=== Picture annotation records ===
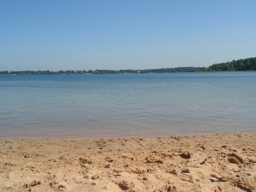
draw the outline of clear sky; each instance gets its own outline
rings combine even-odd
[[[0,71],[208,67],[256,57],[256,1],[0,1]]]

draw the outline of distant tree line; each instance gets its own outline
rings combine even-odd
[[[108,70],[107,69],[91,70],[86,71],[61,70],[58,71],[0,71],[0,75],[51,75],[54,74],[106,74],[114,73],[181,73],[199,72],[202,70],[202,67],[178,67],[174,68],[167,68],[161,69],[143,69],[142,70],[133,69],[121,69],[119,70]]]
[[[213,64],[208,68],[203,68],[203,71],[255,71],[256,70],[256,57],[233,60],[231,62]]]
[[[96,69],[76,70],[8,71],[0,71],[0,75],[44,75],[53,74],[106,74],[115,73],[186,73],[206,71],[256,70],[256,57],[247,58],[231,62],[216,63],[208,68],[194,67],[176,67],[143,70],[121,69],[119,70]]]

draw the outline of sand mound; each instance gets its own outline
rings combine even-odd
[[[256,133],[0,140],[1,191],[256,191]]]

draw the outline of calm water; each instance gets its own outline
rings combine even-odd
[[[0,137],[256,131],[256,72],[0,76]]]

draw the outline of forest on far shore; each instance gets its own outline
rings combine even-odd
[[[147,69],[121,69],[119,70],[96,69],[76,70],[61,70],[57,71],[2,71],[0,75],[44,75],[54,74],[107,74],[117,73],[188,73],[211,71],[228,71],[256,70],[256,57],[252,57],[226,63],[216,63],[209,66],[196,67],[180,67]]]

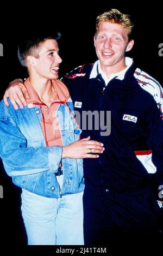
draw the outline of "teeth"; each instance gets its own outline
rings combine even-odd
[[[54,68],[52,68],[52,69],[53,70],[57,70],[58,71],[59,70],[59,68],[58,67],[55,67]]]
[[[106,52],[103,53],[104,55],[106,55],[106,56],[109,56],[110,55],[112,55],[113,53],[107,53]]]

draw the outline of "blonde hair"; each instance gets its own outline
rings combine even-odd
[[[130,39],[131,32],[134,28],[134,24],[128,14],[123,14],[117,9],[111,9],[108,11],[105,11],[98,16],[96,22],[96,33],[97,34],[101,22],[111,22],[120,24],[127,30],[129,39]]]

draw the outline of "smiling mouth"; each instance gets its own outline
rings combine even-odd
[[[51,69],[52,69],[52,70],[55,70],[55,71],[58,72],[58,70],[59,69],[59,67],[54,67],[53,68],[51,68]]]
[[[114,55],[113,52],[102,52],[102,54],[105,56],[111,56]]]

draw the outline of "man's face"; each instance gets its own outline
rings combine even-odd
[[[62,59],[58,54],[56,40],[46,40],[39,49],[39,57],[34,58],[35,71],[42,78],[57,79],[59,64]]]
[[[94,43],[103,72],[109,67],[113,73],[117,73],[126,67],[125,52],[132,48],[134,41],[128,42],[127,31],[122,26],[102,22]]]

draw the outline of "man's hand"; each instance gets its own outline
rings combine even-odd
[[[90,136],[78,140],[63,147],[62,158],[97,158],[102,154],[103,144],[95,140],[90,140]]]
[[[30,97],[22,79],[15,79],[12,81],[5,92],[3,99],[5,105],[7,106],[9,105],[8,97],[10,98],[15,109],[18,109],[17,105],[21,109],[27,105],[25,98],[29,99]]]

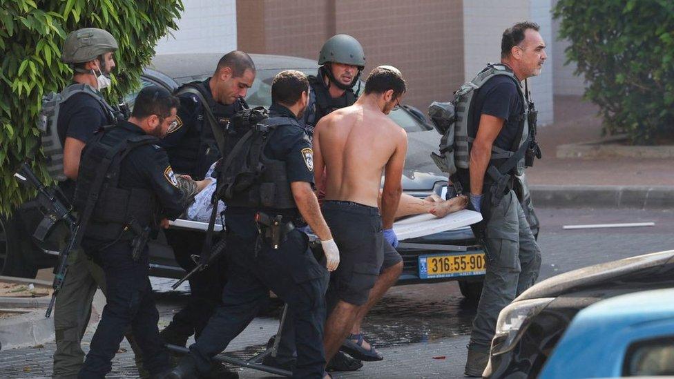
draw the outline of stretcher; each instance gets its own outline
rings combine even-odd
[[[459,212],[450,213],[442,218],[437,218],[430,214],[417,215],[406,217],[394,222],[393,224],[393,230],[396,232],[398,240],[401,242],[401,246],[404,246],[404,247],[411,249],[428,249],[430,246],[423,244],[405,243],[404,241],[405,240],[412,240],[436,233],[463,228],[479,222],[481,220],[482,215],[479,213],[464,209]],[[173,229],[202,231],[204,232],[208,229],[208,224],[206,222],[180,219],[170,222],[169,225]],[[223,230],[222,225],[216,224],[214,230],[215,231]],[[309,234],[309,237],[311,243],[315,244],[318,243],[318,240],[316,235]],[[465,251],[465,246],[434,244],[432,247],[439,251]],[[281,334],[283,331],[283,324],[285,323],[287,312],[288,305],[285,304],[283,307],[283,312],[279,322],[278,330],[276,332],[276,336],[274,338],[274,342],[271,347],[253,356],[248,360],[233,357],[222,353],[213,357],[213,359],[218,362],[229,363],[242,367],[247,367],[282,376],[289,378],[292,376],[291,371],[261,364],[264,357],[270,355],[273,357],[276,356],[278,345],[281,340]],[[172,344],[166,344],[166,347],[169,350],[180,353],[186,354],[189,353],[189,349],[186,347]]]

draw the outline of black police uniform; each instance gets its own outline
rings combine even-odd
[[[237,112],[246,109],[248,105],[242,98],[233,104],[224,105],[213,98],[209,81],[189,84],[201,93],[218,125],[224,130],[229,119]],[[180,93],[180,89],[178,90]],[[162,139],[160,146],[168,154],[171,165],[175,172],[186,174],[195,180],[202,180],[209,168],[220,159],[215,137],[213,135],[206,110],[199,97],[193,93],[178,95],[177,127]]]
[[[224,130],[231,116],[247,108],[248,105],[240,97],[230,105],[215,101],[211,92],[210,80],[209,78],[189,85],[199,90],[208,101],[218,126]],[[220,157],[220,153],[206,110],[198,96],[187,93],[179,95],[178,98],[180,108],[176,118],[177,128],[162,139],[160,146],[166,150],[175,173],[201,180],[211,165]],[[203,239],[195,238],[193,233],[189,231],[167,230],[164,234],[173,249],[178,264],[186,271],[191,271],[195,265],[191,255],[202,251]],[[191,295],[187,305],[173,315],[171,324],[162,332],[166,342],[184,346],[192,334],[199,337],[220,303],[226,282],[224,275],[220,274],[225,270],[224,262],[220,260],[190,278]]]
[[[102,151],[129,139],[142,139],[144,132],[124,121],[83,150],[75,191],[75,204],[80,215],[95,188]],[[160,217],[175,219],[186,206],[183,193],[168,164],[166,152],[146,136],[144,143],[118,155],[108,170],[90,219],[86,222],[82,246],[106,274],[107,304],[91,340],[90,349],[79,373],[81,378],[103,378],[110,371],[124,331],[131,327],[143,351],[144,365],[152,374],[165,371],[168,354],[159,336],[159,313],[152,296],[148,278],[148,248],[137,260],[132,257],[131,243],[137,234],[133,224],[143,230],[156,229]],[[115,162],[119,162],[115,166]],[[118,167],[118,168],[116,168]]]
[[[268,158],[282,161],[289,182],[313,184],[311,144],[293,113],[273,104],[270,116],[289,118],[269,137],[264,150]],[[271,241],[258,239],[256,214],[282,215],[284,222],[300,218],[296,208],[260,209],[229,205],[225,210],[228,282],[219,307],[201,337],[190,347],[191,357],[201,372],[210,367],[211,357],[223,351],[253,320],[271,289],[289,305],[294,320],[298,358],[296,378],[321,378],[325,365],[322,329],[325,318],[323,278],[327,271],[309,249],[303,232],[293,229],[278,249]],[[264,229],[263,229],[264,231]],[[258,249],[256,249],[258,244]]]

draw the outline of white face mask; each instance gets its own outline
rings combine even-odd
[[[93,70],[91,72],[95,75],[96,72]],[[100,70],[98,70],[100,75],[96,77],[96,81],[98,83],[98,90],[102,90],[104,88],[107,88],[112,84],[112,80],[109,77],[103,74],[103,71]]]

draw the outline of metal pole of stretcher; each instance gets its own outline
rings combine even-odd
[[[283,313],[281,315],[281,320],[278,324],[278,330],[276,331],[276,336],[274,338],[273,345],[265,350],[264,351],[260,353],[259,354],[256,354],[253,358],[248,360],[238,358],[235,357],[232,357],[230,356],[226,356],[224,354],[218,354],[217,356],[213,357],[212,359],[217,360],[218,362],[222,362],[224,363],[229,363],[231,365],[235,365],[236,366],[240,366],[242,367],[247,367],[249,369],[253,369],[254,370],[259,370],[261,371],[268,372],[269,373],[274,373],[276,375],[280,375],[281,376],[286,376],[290,378],[293,376],[293,373],[289,371],[288,370],[284,370],[282,369],[277,369],[276,367],[272,367],[271,366],[266,366],[264,365],[261,365],[258,363],[264,357],[271,354],[271,356],[276,356],[276,351],[278,349],[278,345],[281,342],[281,333],[283,331],[283,324],[285,322],[286,315],[288,313],[288,304],[286,304],[283,306]],[[177,346],[175,344],[166,344],[166,349],[175,351],[177,353],[182,353],[184,354],[189,353],[189,349],[186,347],[183,347],[182,346]]]

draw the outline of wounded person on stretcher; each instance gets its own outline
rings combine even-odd
[[[213,211],[211,199],[216,186],[216,179],[213,176],[215,166],[215,164],[211,166],[204,178],[204,180],[210,180],[211,183],[194,197],[194,202],[187,209],[188,220],[208,222],[211,218],[211,213]],[[381,191],[379,192],[378,201],[381,203]],[[400,203],[396,211],[396,218],[423,213],[430,213],[441,218],[465,208],[468,204],[468,200],[465,196],[456,196],[448,200],[443,200],[434,193],[424,199],[403,193],[401,196]],[[224,211],[224,208],[225,205],[222,201],[218,202],[218,214],[221,214]]]

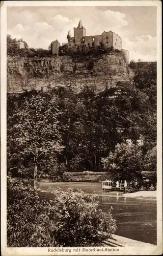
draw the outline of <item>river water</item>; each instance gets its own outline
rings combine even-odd
[[[156,244],[156,200],[125,198],[122,192],[103,191],[100,183],[41,182],[41,188],[49,186],[66,189],[71,187],[82,189],[99,197],[100,206],[104,211],[113,207],[113,215],[117,221],[116,234],[135,240]]]

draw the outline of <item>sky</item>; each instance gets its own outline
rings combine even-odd
[[[48,49],[52,41],[67,42],[70,30],[80,19],[87,35],[112,30],[122,39],[130,60],[156,60],[157,21],[155,6],[7,7],[7,33],[22,38],[29,47]]]

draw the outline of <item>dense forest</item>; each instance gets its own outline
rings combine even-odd
[[[128,180],[142,170],[156,174],[156,62],[134,67],[133,83],[124,82],[116,97],[87,84],[78,94],[71,86],[8,94],[8,173],[104,170]]]

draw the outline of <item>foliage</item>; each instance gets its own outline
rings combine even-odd
[[[58,222],[54,232],[55,239],[64,246],[100,245],[116,230],[112,209],[103,212],[98,208],[96,196],[82,190],[66,191],[49,188],[55,196],[57,206]]]
[[[20,179],[7,179],[8,247],[56,246],[52,201],[42,200]]]
[[[131,140],[117,144],[115,151],[101,161],[104,169],[111,170],[115,179],[129,182],[135,177],[141,178],[142,152],[140,145],[133,144]]]
[[[63,149],[60,114],[57,98],[41,91],[27,93],[18,111],[10,117],[8,170],[12,173],[16,168],[18,173],[29,176],[35,189],[38,173],[55,168],[56,155]]]
[[[7,182],[9,247],[97,246],[116,230],[111,209],[98,209],[95,196],[51,189],[45,200],[24,182]]]

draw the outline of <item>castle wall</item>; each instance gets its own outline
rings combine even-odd
[[[100,42],[102,41],[102,35],[87,36],[85,36],[84,38],[85,42],[82,45],[85,45],[86,47],[91,47],[93,44],[94,46],[99,46]]]
[[[129,51],[127,50],[121,50],[121,52],[122,53],[127,64],[129,64]]]
[[[74,37],[75,43],[77,45],[81,43],[81,38],[86,36],[86,30],[85,28],[74,28]]]
[[[102,43],[107,48],[111,47],[113,45],[113,32],[110,31],[106,32],[104,31],[102,33]]]
[[[74,45],[74,38],[73,37],[70,37],[68,42],[68,47],[69,48],[73,47]]]
[[[114,33],[113,33],[113,46],[118,50],[122,49],[122,39]]]
[[[59,47],[60,44],[57,40],[51,42],[51,52],[52,55],[56,54],[58,55]]]

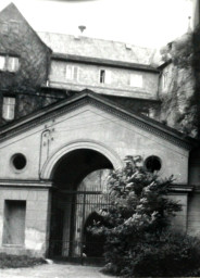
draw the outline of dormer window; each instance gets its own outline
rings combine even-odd
[[[99,83],[100,84],[111,84],[111,72],[109,70],[100,70]]]
[[[14,119],[14,111],[15,111],[15,98],[14,97],[4,97],[3,98],[2,117],[7,121]]]
[[[3,35],[8,35],[9,24],[7,22],[0,22],[0,33]]]
[[[17,56],[0,54],[0,71],[15,73],[18,67],[20,61]]]

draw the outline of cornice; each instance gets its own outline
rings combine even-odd
[[[53,52],[52,55],[51,55],[51,59],[52,60],[66,61],[66,62],[80,63],[80,64],[91,64],[91,65],[111,66],[111,67],[125,68],[125,70],[152,72],[152,73],[155,73],[155,74],[160,73],[158,67],[153,67],[151,65],[137,64],[137,63],[130,63],[130,62],[122,62],[122,61],[114,61],[114,60],[107,60],[107,59],[99,59],[99,58],[91,58],[91,56],[62,54],[62,53]]]
[[[12,180],[12,179],[0,179],[0,188],[5,187],[14,187],[14,188],[38,188],[38,189],[45,189],[45,188],[51,188],[52,181],[41,181],[41,180]]]
[[[180,132],[172,128],[162,126],[162,124],[148,117],[128,112],[124,110],[124,108],[118,106],[116,103],[108,101],[102,97],[96,96],[88,90],[85,90],[85,92],[80,93],[79,96],[75,96],[63,102],[57,103],[49,108],[45,108],[41,112],[34,113],[27,118],[18,121],[18,123],[16,123],[15,125],[4,128],[4,130],[2,129],[0,131],[0,142],[12,138],[23,131],[27,131],[38,125],[45,124],[47,121],[54,121],[54,118],[57,118],[58,116],[70,113],[86,104],[90,104],[110,114],[113,114],[125,122],[134,124],[147,130],[148,132],[151,132],[184,149],[190,150],[197,144],[197,141],[195,139],[183,138],[184,135],[182,135]]]

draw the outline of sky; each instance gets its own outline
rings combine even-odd
[[[0,0],[0,10],[11,0]],[[195,0],[12,0],[37,31],[160,48],[188,29]],[[191,18],[192,21],[192,18]]]

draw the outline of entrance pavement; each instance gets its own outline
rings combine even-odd
[[[0,269],[1,278],[111,278],[100,267],[71,264],[45,264],[27,268]],[[113,278],[113,276],[112,276]]]

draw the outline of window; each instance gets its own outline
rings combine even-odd
[[[160,170],[162,166],[160,157],[155,155],[151,155],[147,157],[147,160],[145,161],[145,165],[146,165],[146,168],[151,173]]]
[[[0,55],[0,71],[15,73],[20,67],[18,58],[11,55]]]
[[[9,34],[9,24],[7,22],[0,22],[0,33],[3,35]]]
[[[0,71],[5,68],[5,55],[0,55]]]
[[[162,75],[162,87],[163,87],[163,89],[166,88],[167,77],[168,77],[168,73],[167,72],[163,73],[163,75]]]
[[[4,97],[2,117],[8,121],[14,119],[14,111],[15,111],[15,98]]]
[[[26,166],[26,157],[22,153],[16,153],[11,157],[11,163],[17,172],[21,172]]]
[[[10,26],[11,26],[11,30],[12,30],[12,31],[18,33],[18,22],[16,22],[16,21],[11,21],[11,22],[10,22]]]
[[[74,65],[67,65],[66,66],[66,79],[70,80],[78,80],[78,66],[74,66]]]
[[[23,245],[26,201],[4,201],[3,244]]]
[[[99,72],[99,83],[111,84],[111,72],[109,70],[100,70]]]
[[[132,87],[142,88],[143,79],[140,74],[130,74],[129,85]]]

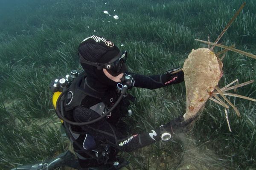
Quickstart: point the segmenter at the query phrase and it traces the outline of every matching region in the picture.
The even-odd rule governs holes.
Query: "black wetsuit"
[[[134,87],[150,89],[160,88],[183,81],[183,74],[148,76],[130,74],[135,79]],[[83,79],[81,82],[80,87],[84,89],[90,88],[86,85],[86,80]],[[86,122],[93,120],[100,115],[89,108],[97,103],[103,102],[107,108],[109,108],[118,97],[119,94],[116,87],[111,86],[110,86],[104,95],[101,96],[100,99],[93,97],[91,95],[87,95],[81,101],[81,105],[76,107],[72,110],[72,118],[77,122]],[[113,161],[118,150],[131,151],[160,139],[160,133],[159,129],[152,129],[149,132],[133,134],[132,135],[125,134],[126,132],[123,131],[122,125],[120,125],[120,119],[127,113],[127,108],[130,105],[129,100],[131,99],[132,100],[132,98],[129,95],[124,97],[109,116],[96,123],[81,127],[70,126],[72,131],[80,133],[79,137],[75,139],[76,144],[73,143],[73,146],[78,156],[79,163],[82,167],[96,167],[104,163],[100,162],[99,164],[99,161],[90,158],[90,156],[88,155],[88,152],[89,152],[95,156],[97,149],[100,146],[102,147],[102,144],[103,146],[105,144],[109,147],[109,150],[111,150],[109,153],[108,161],[112,160]],[[67,126],[67,125],[66,126]],[[89,136],[91,138],[92,136],[93,137],[93,142],[90,142]],[[89,143],[90,142],[89,144],[89,146],[88,144],[85,144],[88,141]],[[90,145],[92,142],[93,143],[93,146]],[[78,146],[77,144],[80,146]],[[87,149],[85,153],[83,152],[81,149],[81,146],[83,147],[84,149],[89,147],[89,149]]]

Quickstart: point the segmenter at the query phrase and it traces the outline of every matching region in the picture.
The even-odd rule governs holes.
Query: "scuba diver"
[[[145,76],[129,72],[126,51],[111,41],[91,36],[79,45],[83,71],[57,79],[53,101],[71,141],[81,170],[119,169],[129,162],[119,158],[129,152],[172,137],[175,130],[189,124],[181,116],[158,128],[140,134],[126,134],[122,119],[135,98],[127,93],[132,87],[154,89],[184,81],[181,70],[173,74]],[[176,69],[177,70],[177,69]],[[98,169],[97,169],[98,168]]]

=== Written request ===
Gather every line of the material above that contains the string "window", copying each line in full.

=== Response to the exercise ===
draw the outline of dormer window; each instance gets its own outline
draw the outline of window; each instance gets its own outline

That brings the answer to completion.